+++ PROVIDED DATA
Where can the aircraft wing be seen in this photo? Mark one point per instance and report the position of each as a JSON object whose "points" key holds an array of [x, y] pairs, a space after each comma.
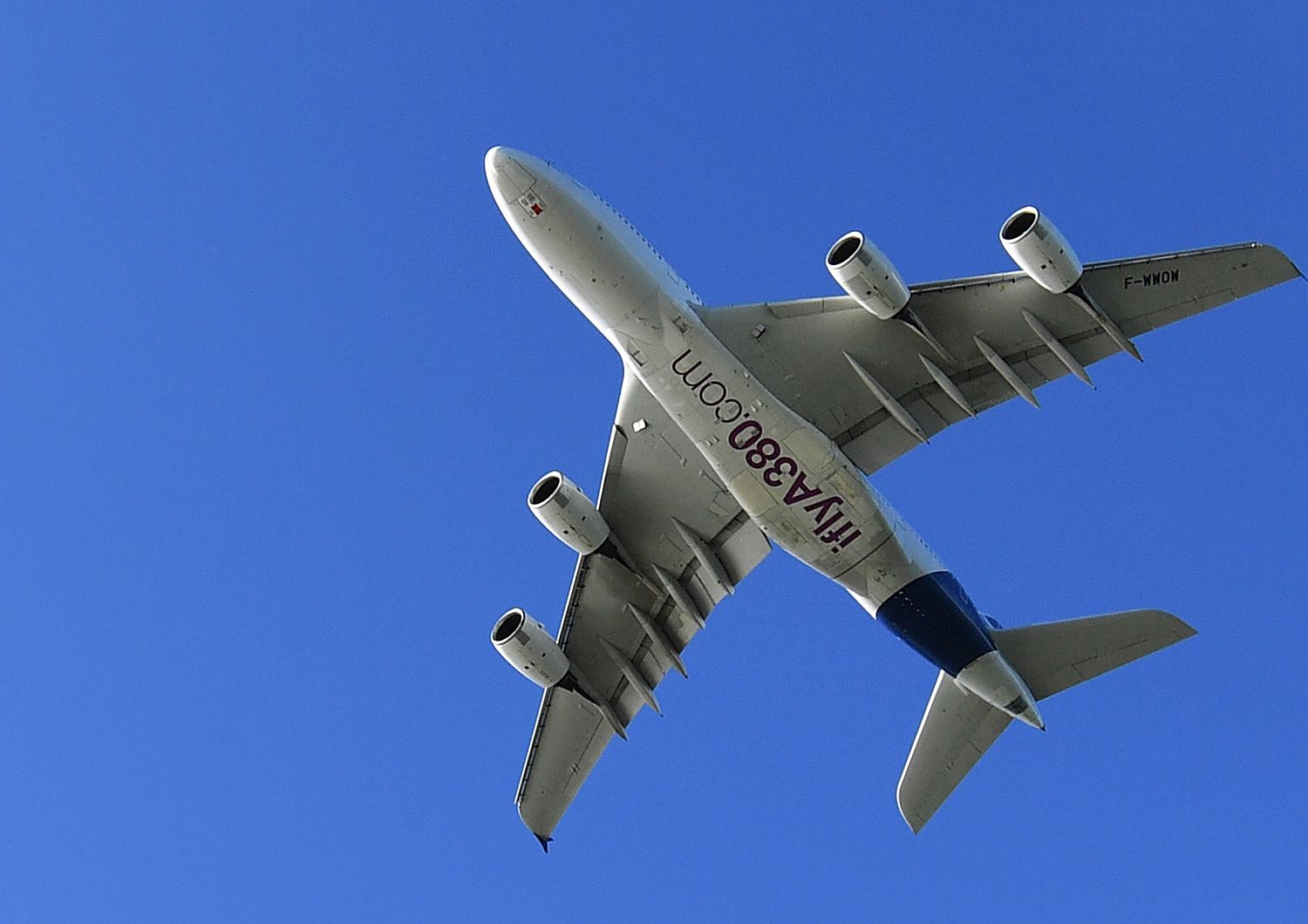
{"points": [[795, 348], [670, 515]]}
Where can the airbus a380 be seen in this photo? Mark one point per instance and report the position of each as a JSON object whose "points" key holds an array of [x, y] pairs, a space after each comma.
{"points": [[755, 425]]}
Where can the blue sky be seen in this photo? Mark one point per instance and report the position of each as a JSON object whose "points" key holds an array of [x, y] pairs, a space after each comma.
{"points": [[275, 379]]}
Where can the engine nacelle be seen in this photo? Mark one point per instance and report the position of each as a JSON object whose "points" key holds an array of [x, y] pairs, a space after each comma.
{"points": [[1040, 250], [868, 276], [568, 513], [528, 649]]}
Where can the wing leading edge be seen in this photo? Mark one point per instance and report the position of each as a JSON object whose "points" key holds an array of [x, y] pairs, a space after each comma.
{"points": [[685, 544], [996, 337]]}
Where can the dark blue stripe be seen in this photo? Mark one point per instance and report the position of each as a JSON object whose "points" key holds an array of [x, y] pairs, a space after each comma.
{"points": [[937, 618]]}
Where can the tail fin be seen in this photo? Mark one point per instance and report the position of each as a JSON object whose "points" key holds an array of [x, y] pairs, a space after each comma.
{"points": [[957, 727]]}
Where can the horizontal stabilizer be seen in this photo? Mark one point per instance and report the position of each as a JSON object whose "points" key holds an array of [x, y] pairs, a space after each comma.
{"points": [[959, 727], [1056, 655], [957, 730]]}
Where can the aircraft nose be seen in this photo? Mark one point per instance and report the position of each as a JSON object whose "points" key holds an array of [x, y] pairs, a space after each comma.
{"points": [[505, 173]]}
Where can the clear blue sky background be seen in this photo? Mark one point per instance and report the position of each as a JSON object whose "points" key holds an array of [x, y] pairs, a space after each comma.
{"points": [[275, 378]]}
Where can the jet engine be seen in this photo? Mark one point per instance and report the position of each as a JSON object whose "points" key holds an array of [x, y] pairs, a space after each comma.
{"points": [[528, 649], [568, 513], [1040, 250], [868, 276]]}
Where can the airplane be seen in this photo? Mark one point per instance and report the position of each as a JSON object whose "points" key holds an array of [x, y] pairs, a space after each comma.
{"points": [[746, 426]]}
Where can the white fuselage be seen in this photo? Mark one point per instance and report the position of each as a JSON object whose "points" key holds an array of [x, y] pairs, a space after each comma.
{"points": [[785, 473]]}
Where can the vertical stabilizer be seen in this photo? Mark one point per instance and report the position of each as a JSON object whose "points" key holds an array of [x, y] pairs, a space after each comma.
{"points": [[957, 730]]}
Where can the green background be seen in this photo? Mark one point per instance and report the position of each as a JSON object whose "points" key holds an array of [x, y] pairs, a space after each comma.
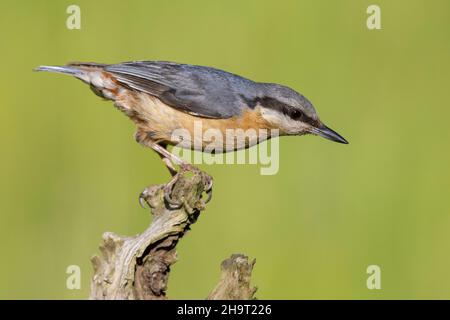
++++++
WHAT IS BEING ASKED: Retype the data above in full, exactly as it stands, and skip any image.

OUTPUT OF THE EXERCISE:
Where can the aircraft wing be seen in this photo? Mark one point per instance and report the position of each as a JSON object whose "points" key holds an array of [x, y] pairs, a space after each comma.
{"points": [[795, 348], [670, 515]]}
Where can the airbus a380 be seen in this photo? Mark one point per instance and report the position of each as a JSON object whose "points" key holds an array of [x, y] pairs, a space after each comma.
{"points": [[755, 425]]}
Where can the blue sky be seen in this photo? Mark one point per instance and report the position of each as a JSON object whose "points" key holds an array of [x, y] pairs, a space after each comma.
{"points": [[275, 379]]}
Where can the engine nacelle be seen in this photo? Mark one point per instance and report the position of each as a JSON object whose "points" key holds an array of [x, y] pairs, a space after each comma.
{"points": [[1040, 250], [868, 276], [568, 513], [528, 649]]}
Where can the wing leading edge be seen in this photo? Mark one point per instance and report the position of each as a JSON object whose "points" key holds an array of [x, y] pairs, a space after each comma.
{"points": [[685, 544], [996, 337]]}
Where can the dark blue stripe be seen in this photo? Mark one point per instance and report the position of each as a JSON object whose "points" key holds an array of [x, y] pairs, a space after each comma.
{"points": [[937, 618]]}
Where can the tail fin be seen in this photo? Mark one point per instance and report the position of each as a JSON object whose "points" key holds an array of [x, y] pairs, a space after each comma.
{"points": [[957, 727]]}
Where can the horizontal stabilizer be seen in this photo? Mark one point per instance and report the position of each as a JSON object whose "points" key holds an array of [x, y] pairs, a space after each comma.
{"points": [[959, 727], [1056, 655], [957, 730]]}
Where can the aircraft nose be seen in this photo? Mark one point per instance and report the position of each as a JSON object whose "points" key holds an array of [x, y] pairs, a space after each comma.
{"points": [[505, 173]]}
Where can the clear blue sky background be seen in this photo? Mark one point per instance and report the position of each as a JSON object whose "points" key holds an array of [x, y] pairs, a space after each comma.
{"points": [[275, 378]]}
Where can the jet engine be seen in this photo? Mark one point per instance and report the position of each as a JSON object whose "points" key holds an array of [x, y] pairs, a space after each comma.
{"points": [[528, 649], [568, 513], [1040, 250], [868, 276]]}
Where can the airplane be seen in this photo? Mark one point per instance and report the position of each as a JSON object whose "points" key holds an array of [x, y] pairs, a space after each comma.
{"points": [[746, 426]]}
Where can the white fuselage be seen in this photo? Mark one point per instance and report the position of each as a JSON object whose "points" key holds an array of [x, y] pairs, a space after each comma.
{"points": [[785, 473]]}
Where can the vertical stabilizer be seen in this photo? Mark one point per instance and report the position of each as a JSON object whose "points" key holds an array of [x, y] pairs, a space after each comma.
{"points": [[957, 730]]}
Where can the green background be seen in this photo? Mark one point per instance and report the position of each as a JSON object whose "points" key holds an array of [x, y] pairs, a space after each comma.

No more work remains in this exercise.